[Texto fornecido]
◆ ◆ ◆ ◆

A arte e as valiosas palavras de Sara Franco, artista plástica portuguesa e kamikaze por defeito. Exclusivamente para a R.Nott.
“No fundo, tento sempre contar uma história e uso o título como complemento e que é, ao mesmo tempo, espinha dorsal dessa mesma história.”
Começo por tentar desenhar o meu próprio mapa mental. Descobrir onde é o gatilho. O que é que me move, falar sobre o impulso, a paixão. O acaso, o acidente e a derrapagem alucinada e irregular poderiam explicar o meu processo criativo. Mas depois é tudo mentira.
Processo.
Sinto logo ganas de destruição.
É difícil. Mas se calhar é isso. E depois…olha, afinal….. é quase como tentar materializar emoções e dizer como e onde as fazes desaguar. Como é que lhes dás forma.
Hoje vou com tudo em cima e amanhã instala-se um vazio. Lá me vou atirando sempre da mesma maneira mais ou menos atabalhoada sempre com um braço de ferro entre a fórmula e a repetição e depois vou tentando domesticar aquela confusão toda. Á procura de um equilíbrio. Mas isso é assim na vida em geral, não é? A gente dá um salto de fé e fica na esperança que a coisa não se descontrole… E corre sempre melhor quando o fazemos com confiança.
No fundo tudo isto envolve sempre uma ânsia de explosão. O impulso provocado. O acidente preparado. É um voo calculado.
Trabalho em casa, no atelier, mas a maior parte do trabalho é feito fora. Só lá vou de vez em quando para lhe dar direcção. Parto sempre de uma base que no fundo é o que irá determinar a maneira como vou conduzir tudo o resto. Portanto nunca é um processo linear e metódico e tenho telas viradas para a parede há meses, na esperança de que, quando nos voltarmos a ver, a coisa irá, instantaneamente, surgir. Corre tantas vezes mal. Normalmente isto acontece naquele momento final que é, na realidade, o que sustenta todo o trabalho anterior e garante esse tal equilíbrio. E é, até mesmo, aquilo que lhe dá tema. No fundo é sempre uma guerra interior até encontrar esse momento que é o desfecho.

◆ ◆ ◆ ◆

[Material em bruto]
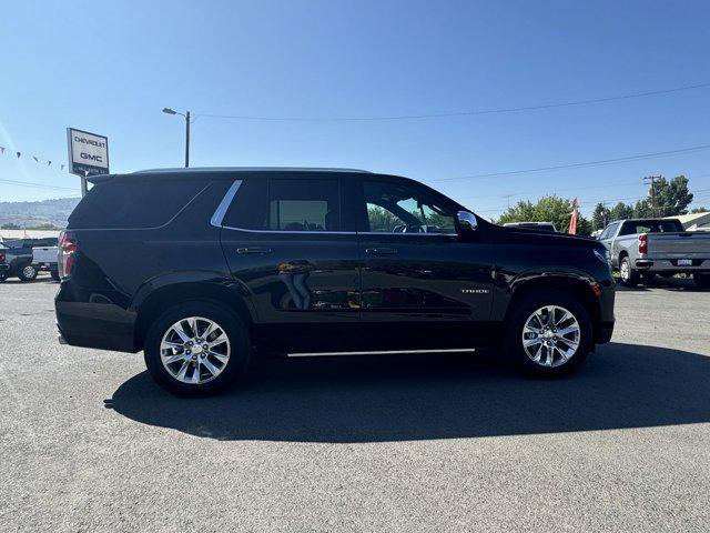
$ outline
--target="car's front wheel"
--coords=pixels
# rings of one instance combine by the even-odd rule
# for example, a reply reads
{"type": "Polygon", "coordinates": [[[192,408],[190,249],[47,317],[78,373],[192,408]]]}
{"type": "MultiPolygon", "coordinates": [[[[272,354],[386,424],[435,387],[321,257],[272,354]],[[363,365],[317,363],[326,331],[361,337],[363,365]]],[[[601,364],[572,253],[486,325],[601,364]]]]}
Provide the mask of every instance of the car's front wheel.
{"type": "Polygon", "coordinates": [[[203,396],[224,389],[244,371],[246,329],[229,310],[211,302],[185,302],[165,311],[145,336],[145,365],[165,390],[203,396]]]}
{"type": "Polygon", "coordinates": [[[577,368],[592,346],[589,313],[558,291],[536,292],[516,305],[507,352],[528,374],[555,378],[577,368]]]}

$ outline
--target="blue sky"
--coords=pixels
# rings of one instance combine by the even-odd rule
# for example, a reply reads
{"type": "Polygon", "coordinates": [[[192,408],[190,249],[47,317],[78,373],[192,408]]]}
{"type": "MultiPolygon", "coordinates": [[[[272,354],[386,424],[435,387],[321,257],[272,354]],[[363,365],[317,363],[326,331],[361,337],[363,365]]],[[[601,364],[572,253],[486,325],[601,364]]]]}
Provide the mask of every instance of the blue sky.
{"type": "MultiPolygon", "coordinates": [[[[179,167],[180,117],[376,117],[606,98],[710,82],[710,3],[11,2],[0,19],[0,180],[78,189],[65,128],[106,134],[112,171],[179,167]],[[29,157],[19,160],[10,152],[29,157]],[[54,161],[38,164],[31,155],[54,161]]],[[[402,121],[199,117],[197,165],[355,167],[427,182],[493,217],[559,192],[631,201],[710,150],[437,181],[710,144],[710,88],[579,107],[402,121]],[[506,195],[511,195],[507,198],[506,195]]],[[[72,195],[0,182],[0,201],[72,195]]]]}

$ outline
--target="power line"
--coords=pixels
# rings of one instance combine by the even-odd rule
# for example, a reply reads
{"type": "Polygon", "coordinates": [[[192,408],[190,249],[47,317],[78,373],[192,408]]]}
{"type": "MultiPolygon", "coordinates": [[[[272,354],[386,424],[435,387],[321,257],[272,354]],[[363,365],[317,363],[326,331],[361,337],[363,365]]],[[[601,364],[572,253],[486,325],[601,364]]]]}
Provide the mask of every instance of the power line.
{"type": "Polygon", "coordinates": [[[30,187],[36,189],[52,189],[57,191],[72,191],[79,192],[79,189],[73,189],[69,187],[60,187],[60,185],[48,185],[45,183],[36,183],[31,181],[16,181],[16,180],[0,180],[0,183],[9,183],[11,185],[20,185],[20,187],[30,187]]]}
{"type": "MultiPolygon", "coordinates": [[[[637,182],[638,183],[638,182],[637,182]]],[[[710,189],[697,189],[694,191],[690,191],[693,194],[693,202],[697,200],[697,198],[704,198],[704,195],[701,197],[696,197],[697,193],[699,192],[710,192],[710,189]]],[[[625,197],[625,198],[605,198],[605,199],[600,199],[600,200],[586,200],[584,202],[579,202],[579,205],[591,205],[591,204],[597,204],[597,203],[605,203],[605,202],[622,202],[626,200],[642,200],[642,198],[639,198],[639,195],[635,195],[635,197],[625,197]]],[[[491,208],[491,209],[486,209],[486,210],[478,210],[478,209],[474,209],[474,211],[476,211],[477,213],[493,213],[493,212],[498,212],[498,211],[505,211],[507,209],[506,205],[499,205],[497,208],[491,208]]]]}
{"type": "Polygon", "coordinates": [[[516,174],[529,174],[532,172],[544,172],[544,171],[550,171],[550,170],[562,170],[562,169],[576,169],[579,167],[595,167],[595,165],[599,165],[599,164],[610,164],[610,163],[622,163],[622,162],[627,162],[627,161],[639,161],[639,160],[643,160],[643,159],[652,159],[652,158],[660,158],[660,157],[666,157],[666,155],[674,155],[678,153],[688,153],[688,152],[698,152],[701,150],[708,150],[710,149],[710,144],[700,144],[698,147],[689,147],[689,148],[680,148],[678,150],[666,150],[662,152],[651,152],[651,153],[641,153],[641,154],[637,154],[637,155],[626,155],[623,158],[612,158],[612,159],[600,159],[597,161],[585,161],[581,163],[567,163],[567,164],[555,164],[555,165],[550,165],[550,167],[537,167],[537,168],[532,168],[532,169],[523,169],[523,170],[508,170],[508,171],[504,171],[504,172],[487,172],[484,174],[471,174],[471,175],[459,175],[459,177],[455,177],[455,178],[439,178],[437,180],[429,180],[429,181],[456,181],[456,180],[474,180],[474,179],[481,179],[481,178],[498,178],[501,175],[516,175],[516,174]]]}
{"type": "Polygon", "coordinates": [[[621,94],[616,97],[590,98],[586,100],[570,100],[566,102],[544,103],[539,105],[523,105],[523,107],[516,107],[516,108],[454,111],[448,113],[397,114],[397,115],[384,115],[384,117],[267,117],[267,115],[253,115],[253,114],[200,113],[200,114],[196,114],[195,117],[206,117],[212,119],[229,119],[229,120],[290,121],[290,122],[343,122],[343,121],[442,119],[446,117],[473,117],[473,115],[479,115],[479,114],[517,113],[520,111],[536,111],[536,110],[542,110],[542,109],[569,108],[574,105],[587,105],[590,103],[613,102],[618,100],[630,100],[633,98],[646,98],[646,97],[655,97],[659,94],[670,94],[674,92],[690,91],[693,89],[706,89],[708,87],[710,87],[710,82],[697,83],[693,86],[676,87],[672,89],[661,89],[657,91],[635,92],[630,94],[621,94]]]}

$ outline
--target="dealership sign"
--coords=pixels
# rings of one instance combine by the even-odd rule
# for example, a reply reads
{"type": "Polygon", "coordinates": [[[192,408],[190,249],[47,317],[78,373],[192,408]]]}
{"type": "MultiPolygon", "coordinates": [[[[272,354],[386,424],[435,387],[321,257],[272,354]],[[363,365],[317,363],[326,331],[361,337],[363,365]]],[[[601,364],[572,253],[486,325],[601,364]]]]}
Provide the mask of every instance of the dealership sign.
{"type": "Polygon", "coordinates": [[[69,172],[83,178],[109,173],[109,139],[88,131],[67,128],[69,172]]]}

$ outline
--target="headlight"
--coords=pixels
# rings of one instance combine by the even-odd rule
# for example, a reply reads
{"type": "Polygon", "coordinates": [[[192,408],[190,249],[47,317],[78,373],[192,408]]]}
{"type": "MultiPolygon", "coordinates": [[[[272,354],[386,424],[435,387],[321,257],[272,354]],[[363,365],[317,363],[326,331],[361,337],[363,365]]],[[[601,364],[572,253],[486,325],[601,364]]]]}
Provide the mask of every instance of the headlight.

◆ ◆ ◆ ◆

[As suas tarefas]
• 1. Segundo o texto sobre o processo criativo de Sara Franco, há quanto tempo tem a artista telas viradas para a parede?
• 2. Prossiga o texto sobre o processo criativo de Sara Franco a partir da sua última frase.
O material não tem qualquer relação com o texto.

[Respostas aos exercícios]
• 1. Há meses.

• 2.
Giro sempre em volta de temas que me são próximos e podemos falar de encontros e desencontros comigo própria e com os outros e que depois são encaixados, directa ou indirectamente, num universo de banda desenhada ou ficção científica, onde acabo sempre por voltar, mesmo que viaje e explore outros imaginários. Acaba por ser, inconscientemente, um porto seguro, e é engraçado porque só neste momento em que escrevo isto, me apercebo dessa realidade.
No fundo, tento sempre contar uma história e uso o título como complemento e que é, ao mesmo tempo, espinha dorsal dessa mesma história.
Chamo-me Sara e estamos em Janeiro. Artista plástica e kamikaze por defeito.
Fiz dois anos de yoga, sem jeito nenhum mas acompanhada com toda a paciência, carinho e compreensão pela querida Paula. Mas chegava ao atelier e tinha que beber três cafés seguidos para conseguir pintar. (desisti do yoga)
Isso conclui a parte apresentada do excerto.